*Task description*. Only an exact, line-for-line copy of the data will serve as the answer.

--- START ---

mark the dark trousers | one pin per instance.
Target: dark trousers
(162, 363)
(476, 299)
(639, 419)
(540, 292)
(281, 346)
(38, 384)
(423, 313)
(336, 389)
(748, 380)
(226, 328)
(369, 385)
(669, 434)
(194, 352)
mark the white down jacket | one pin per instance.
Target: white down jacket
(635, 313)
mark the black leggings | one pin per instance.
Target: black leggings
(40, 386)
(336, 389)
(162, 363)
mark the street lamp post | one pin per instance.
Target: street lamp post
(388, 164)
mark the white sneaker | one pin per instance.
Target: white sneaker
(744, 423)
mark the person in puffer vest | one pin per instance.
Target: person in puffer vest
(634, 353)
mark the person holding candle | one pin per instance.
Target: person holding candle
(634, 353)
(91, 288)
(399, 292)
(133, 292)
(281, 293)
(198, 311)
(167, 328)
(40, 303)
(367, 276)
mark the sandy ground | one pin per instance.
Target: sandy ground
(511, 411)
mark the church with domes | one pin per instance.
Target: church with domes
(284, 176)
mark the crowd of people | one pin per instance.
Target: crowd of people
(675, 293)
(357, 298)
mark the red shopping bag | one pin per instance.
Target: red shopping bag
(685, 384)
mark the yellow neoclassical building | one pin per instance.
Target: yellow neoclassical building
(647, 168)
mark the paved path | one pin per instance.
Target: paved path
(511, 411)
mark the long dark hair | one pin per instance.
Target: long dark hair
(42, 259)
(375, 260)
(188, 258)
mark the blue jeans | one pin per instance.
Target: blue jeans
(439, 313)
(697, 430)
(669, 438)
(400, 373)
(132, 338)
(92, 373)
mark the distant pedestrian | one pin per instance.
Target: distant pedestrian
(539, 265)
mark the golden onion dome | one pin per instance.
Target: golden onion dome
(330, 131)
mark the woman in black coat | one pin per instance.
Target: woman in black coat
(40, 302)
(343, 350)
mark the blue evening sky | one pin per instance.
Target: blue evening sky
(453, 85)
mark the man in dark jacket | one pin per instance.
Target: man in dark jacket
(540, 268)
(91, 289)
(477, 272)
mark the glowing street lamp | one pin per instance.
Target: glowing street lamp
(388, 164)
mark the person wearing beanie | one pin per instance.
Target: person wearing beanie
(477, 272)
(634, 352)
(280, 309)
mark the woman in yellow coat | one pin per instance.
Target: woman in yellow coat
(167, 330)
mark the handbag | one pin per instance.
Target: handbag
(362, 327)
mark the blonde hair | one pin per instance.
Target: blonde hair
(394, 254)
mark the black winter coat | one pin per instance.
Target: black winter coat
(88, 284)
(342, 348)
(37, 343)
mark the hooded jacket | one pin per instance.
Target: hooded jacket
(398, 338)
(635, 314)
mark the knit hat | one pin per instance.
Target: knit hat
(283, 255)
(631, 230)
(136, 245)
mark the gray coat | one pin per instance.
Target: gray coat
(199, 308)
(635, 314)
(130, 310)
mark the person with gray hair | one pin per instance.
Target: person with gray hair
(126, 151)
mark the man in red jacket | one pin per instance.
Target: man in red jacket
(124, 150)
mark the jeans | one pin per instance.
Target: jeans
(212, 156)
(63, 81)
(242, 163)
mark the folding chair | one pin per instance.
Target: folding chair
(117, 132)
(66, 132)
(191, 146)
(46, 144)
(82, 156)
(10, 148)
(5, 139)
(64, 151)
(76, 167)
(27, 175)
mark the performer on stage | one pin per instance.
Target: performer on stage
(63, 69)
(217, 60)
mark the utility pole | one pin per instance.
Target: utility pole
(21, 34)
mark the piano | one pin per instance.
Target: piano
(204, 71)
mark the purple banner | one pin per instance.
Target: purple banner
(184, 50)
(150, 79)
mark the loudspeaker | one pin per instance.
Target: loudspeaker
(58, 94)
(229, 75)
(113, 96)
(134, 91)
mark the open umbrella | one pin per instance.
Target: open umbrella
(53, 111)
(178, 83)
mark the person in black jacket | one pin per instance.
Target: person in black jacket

--- END ---

*Result for this task*.
mark the dark trousers | one pin per instance.
Target: dark trousers
(162, 363)
(476, 299)
(639, 419)
(540, 292)
(281, 346)
(38, 384)
(423, 313)
(336, 389)
(748, 380)
(226, 328)
(369, 385)
(669, 434)
(194, 352)
mark the white down jacket | one pin per instance.
Target: white down jacket
(635, 313)
mark the black leggings | one pin per instance.
Target: black leggings
(40, 386)
(336, 389)
(162, 363)
mark the street lamp post | one pin per instance.
Target: street lamp post
(388, 164)
mark the white sneaker | one pin per instance.
Target: white sneaker
(744, 423)
mark the person in puffer vest | one pin per instance.
Target: person in puffer vest
(634, 353)
mark the person holding candle | one pin per instance.
Target: person holding candle
(634, 353)
(91, 288)
(399, 292)
(133, 292)
(281, 293)
(198, 311)
(167, 328)
(40, 303)
(367, 276)
mark the sandy ground | one pin per instance.
Target: sandy ground
(511, 411)
mark the church with domes | one pin per instance.
Target: church with domes
(284, 176)
mark the crowd of people | one pin per instance.
Target: crowd of people
(675, 293)
(357, 298)
mark the red shopping bag | one pin per instance.
Target: red shopping bag
(685, 384)
mark the yellow neoclassical building | one pin per instance.
Target: yellow neoclassical building
(647, 168)
mark the paved path | one pin per instance.
Target: paved path
(511, 411)
mark the long dark hair | one pin per instance.
Target: long dark hair
(42, 259)
(375, 260)
(188, 258)
mark the blue jeans | one pin per instance.
Target: blue jeans
(439, 313)
(697, 430)
(669, 438)
(400, 373)
(132, 338)
(92, 373)
mark the distant pedestrian | one pin per instance.
Target: distant pedestrian
(539, 265)
mark the golden onion dome | one pin per instance.
Target: golden onion dome
(330, 131)
mark the woman in black coat | one pin per instance.
Target: woman in black coat
(40, 302)
(343, 350)
mark the blue evening sky | one pin per instance.
Target: blue evening sky
(453, 85)
mark the man in dark jacket | one pin per instance.
Target: man in dark jacket
(540, 268)
(91, 289)
(477, 272)
mark the glowing street lamp | one pin per instance.
Target: glowing street lamp
(388, 164)
mark the person wearing beanie | one pin per instance.
Target: person wearing beanie
(477, 272)
(634, 352)
(280, 309)
mark the woman in yellow coat | one pin per instance.
Target: woman in yellow coat
(167, 330)
mark the handbag | one pin per instance.
Target: handbag
(362, 327)
mark the blonde hair | one pin per instance.
Target: blonde hair
(394, 254)
mark the black winter coat | one pin per instance.
Target: black winter coat
(88, 284)
(342, 348)
(37, 343)
mark the hooded jacket | one pin per instance.
Target: hooded jacket
(398, 338)
(635, 314)
mark the knit hat | one pin per instance.
Target: knit hat
(283, 255)
(631, 230)
(136, 245)
mark the gray coat | one pin per instance.
Target: gray coat
(199, 308)
(635, 314)
(130, 310)
mark the person with gray hair | one pin per instance.
Target: person with gray hair
(126, 151)
mark the man in red jacket | one pin per instance.
Target: man in red jacket
(124, 150)
mark the jeans | one pin per instance.
Target: jeans
(212, 156)
(63, 81)
(242, 163)
mark the folding chair | one pin per instance.
Target: folding chair
(117, 132)
(66, 132)
(191, 146)
(46, 144)
(82, 156)
(10, 148)
(5, 139)
(64, 151)
(76, 167)
(27, 175)
mark the performer on stage | one pin per instance.
Target: performer on stage
(63, 69)
(217, 60)
mark the utility pole | one pin per instance.
Target: utility pole
(21, 34)
mark the piano | one pin per instance.
Target: piano
(204, 71)
mark the purple banner | one pin per instance.
Target: purple banner
(184, 50)
(150, 79)
mark the loudspeaker | one pin per instance.
Target: loudspeaker
(58, 94)
(229, 75)
(113, 96)
(134, 91)
mark the open umbrella | one pin per instance.
Target: open umbrella
(53, 111)
(178, 83)
mark the person in black jacket | one pin per instance.
Target: person in black jacket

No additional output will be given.